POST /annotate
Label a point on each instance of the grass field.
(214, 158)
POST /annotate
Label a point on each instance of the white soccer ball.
★ ★ ★ ★ ★ ★ ★
### WORK INSTRUCTIONS
Output every line from the records, exactly as written.

### ANSWER TO THIS PROBLEM
POST /annotate
Label a point on each instance of the grass field.
(214, 158)
POST /annotate
Label a point on each instance of the white soccer ball.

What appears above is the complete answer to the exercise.